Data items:
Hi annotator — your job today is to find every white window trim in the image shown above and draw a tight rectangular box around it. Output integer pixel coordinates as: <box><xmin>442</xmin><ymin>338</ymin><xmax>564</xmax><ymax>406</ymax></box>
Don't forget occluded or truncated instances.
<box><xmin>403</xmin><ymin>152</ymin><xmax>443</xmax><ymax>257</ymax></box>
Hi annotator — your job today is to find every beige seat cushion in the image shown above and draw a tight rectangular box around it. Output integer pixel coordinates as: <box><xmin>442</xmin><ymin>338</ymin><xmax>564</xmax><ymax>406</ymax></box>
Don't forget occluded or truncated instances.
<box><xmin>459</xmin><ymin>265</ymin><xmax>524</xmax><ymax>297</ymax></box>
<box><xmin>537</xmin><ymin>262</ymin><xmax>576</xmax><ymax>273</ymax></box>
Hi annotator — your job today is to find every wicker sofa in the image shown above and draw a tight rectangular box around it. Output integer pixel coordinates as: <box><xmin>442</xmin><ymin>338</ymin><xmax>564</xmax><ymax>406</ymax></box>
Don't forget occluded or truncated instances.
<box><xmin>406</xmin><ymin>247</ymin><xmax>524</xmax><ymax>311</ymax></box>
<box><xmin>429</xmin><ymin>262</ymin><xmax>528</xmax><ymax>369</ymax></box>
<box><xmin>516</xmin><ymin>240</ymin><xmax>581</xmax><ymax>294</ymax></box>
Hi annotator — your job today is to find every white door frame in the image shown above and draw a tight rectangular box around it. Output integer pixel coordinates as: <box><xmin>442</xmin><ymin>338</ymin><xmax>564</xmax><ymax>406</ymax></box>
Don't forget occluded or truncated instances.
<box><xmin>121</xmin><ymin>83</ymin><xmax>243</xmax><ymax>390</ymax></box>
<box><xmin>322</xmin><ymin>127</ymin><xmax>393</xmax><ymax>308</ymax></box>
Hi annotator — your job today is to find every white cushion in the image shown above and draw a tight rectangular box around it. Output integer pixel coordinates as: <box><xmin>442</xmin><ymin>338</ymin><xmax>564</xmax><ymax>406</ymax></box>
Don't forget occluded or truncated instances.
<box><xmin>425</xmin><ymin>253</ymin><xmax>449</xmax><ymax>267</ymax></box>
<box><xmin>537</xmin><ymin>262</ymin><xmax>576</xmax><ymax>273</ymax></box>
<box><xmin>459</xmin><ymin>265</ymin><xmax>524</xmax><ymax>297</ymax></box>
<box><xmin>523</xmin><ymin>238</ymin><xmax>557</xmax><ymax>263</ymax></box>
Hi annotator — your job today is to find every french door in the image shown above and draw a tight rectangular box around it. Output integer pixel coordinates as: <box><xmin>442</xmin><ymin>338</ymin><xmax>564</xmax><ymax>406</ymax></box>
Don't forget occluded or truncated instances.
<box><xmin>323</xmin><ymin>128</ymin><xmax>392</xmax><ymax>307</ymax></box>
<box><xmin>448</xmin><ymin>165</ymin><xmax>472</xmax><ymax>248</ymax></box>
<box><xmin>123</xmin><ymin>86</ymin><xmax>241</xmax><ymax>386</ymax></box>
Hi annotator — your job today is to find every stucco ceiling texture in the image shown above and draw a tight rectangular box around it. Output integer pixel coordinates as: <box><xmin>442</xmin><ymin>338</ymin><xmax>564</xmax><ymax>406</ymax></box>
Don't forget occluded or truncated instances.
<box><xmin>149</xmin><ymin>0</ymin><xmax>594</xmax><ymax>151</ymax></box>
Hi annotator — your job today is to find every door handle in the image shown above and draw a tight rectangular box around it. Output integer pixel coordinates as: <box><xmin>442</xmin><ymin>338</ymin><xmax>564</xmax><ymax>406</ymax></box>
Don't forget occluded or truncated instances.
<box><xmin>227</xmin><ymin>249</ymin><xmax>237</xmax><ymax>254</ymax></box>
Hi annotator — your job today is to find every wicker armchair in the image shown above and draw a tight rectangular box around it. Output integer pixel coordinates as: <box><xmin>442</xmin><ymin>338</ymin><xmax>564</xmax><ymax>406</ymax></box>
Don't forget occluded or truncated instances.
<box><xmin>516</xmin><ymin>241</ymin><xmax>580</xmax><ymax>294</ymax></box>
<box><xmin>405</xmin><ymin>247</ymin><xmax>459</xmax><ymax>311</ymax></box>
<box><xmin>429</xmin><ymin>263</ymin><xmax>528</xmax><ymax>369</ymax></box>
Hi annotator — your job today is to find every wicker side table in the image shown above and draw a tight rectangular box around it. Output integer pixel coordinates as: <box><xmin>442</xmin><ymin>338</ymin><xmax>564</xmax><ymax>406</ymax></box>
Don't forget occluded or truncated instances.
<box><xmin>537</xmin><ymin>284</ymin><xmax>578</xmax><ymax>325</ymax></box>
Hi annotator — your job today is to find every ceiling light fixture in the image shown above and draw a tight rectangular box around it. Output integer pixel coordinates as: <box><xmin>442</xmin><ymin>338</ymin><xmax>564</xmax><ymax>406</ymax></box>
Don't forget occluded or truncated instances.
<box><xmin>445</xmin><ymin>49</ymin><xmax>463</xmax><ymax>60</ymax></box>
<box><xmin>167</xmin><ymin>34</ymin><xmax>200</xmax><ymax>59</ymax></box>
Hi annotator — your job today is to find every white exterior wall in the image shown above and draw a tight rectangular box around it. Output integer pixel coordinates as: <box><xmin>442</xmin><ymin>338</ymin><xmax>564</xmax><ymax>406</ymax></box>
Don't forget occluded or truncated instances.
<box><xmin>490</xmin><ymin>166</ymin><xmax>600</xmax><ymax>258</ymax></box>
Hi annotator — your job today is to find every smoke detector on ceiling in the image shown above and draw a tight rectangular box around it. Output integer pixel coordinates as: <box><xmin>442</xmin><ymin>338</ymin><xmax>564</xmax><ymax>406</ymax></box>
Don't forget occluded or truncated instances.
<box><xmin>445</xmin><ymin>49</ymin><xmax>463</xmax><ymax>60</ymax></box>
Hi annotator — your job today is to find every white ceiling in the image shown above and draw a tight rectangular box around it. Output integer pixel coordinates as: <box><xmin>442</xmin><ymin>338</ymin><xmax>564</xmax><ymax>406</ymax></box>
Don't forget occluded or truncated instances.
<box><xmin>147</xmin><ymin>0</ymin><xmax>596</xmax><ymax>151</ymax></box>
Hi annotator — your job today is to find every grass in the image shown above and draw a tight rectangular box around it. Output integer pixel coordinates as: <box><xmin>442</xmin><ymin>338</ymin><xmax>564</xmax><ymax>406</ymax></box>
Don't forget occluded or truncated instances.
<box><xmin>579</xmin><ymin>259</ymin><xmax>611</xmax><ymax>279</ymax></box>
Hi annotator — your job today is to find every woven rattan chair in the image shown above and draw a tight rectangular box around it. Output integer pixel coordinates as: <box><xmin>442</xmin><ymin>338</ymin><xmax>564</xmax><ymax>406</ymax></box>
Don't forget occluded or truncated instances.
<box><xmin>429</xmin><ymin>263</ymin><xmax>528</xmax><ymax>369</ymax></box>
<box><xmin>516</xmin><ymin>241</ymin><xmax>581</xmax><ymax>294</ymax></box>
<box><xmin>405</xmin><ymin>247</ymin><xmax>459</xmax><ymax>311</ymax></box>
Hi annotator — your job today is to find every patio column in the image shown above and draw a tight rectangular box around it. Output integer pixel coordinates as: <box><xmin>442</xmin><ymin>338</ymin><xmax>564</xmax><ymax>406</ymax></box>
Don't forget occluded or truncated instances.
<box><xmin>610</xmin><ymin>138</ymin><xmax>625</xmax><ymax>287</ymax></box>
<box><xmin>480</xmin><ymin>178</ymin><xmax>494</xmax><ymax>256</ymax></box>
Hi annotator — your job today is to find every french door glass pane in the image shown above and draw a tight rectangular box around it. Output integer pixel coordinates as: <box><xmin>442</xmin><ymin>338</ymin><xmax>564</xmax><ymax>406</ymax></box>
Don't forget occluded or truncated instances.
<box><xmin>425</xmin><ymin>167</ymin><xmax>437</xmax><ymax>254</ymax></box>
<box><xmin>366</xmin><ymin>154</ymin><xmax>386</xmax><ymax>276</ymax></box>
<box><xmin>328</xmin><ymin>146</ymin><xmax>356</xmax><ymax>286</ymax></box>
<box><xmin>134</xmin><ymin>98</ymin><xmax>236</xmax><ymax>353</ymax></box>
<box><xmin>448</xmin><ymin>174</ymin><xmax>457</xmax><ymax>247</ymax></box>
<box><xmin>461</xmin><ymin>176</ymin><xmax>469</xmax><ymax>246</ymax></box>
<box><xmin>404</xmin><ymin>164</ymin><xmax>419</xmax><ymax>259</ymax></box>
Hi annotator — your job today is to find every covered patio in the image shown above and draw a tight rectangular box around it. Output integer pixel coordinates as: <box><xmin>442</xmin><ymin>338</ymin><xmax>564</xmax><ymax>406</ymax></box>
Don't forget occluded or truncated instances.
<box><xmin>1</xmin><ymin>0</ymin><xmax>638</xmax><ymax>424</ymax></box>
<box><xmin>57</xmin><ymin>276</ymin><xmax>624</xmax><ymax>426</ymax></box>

# YOUR TASK
Output the lines above between the one holding "Hi annotator — your job today is to find every grass" and the one holding "Hi annotator — your job today is to find every woven", inclusive, with nothing before or after them.

# PROBLEM SOLUTION
Hi annotator — your job today is to find every grass in the image shown above and draw a tight rectangular box around it. Output integer pixel coordinates as: <box><xmin>442</xmin><ymin>338</ymin><xmax>564</xmax><ymax>406</ymax></box>
Don't forget occluded or truncated instances.
<box><xmin>579</xmin><ymin>259</ymin><xmax>611</xmax><ymax>279</ymax></box>
Hi annotator — your job today is to find every woven rattan chair in the image shown above and draw a tight rectangular box around it. Output integer pixel coordinates as: <box><xmin>442</xmin><ymin>338</ymin><xmax>564</xmax><ymax>406</ymax></box>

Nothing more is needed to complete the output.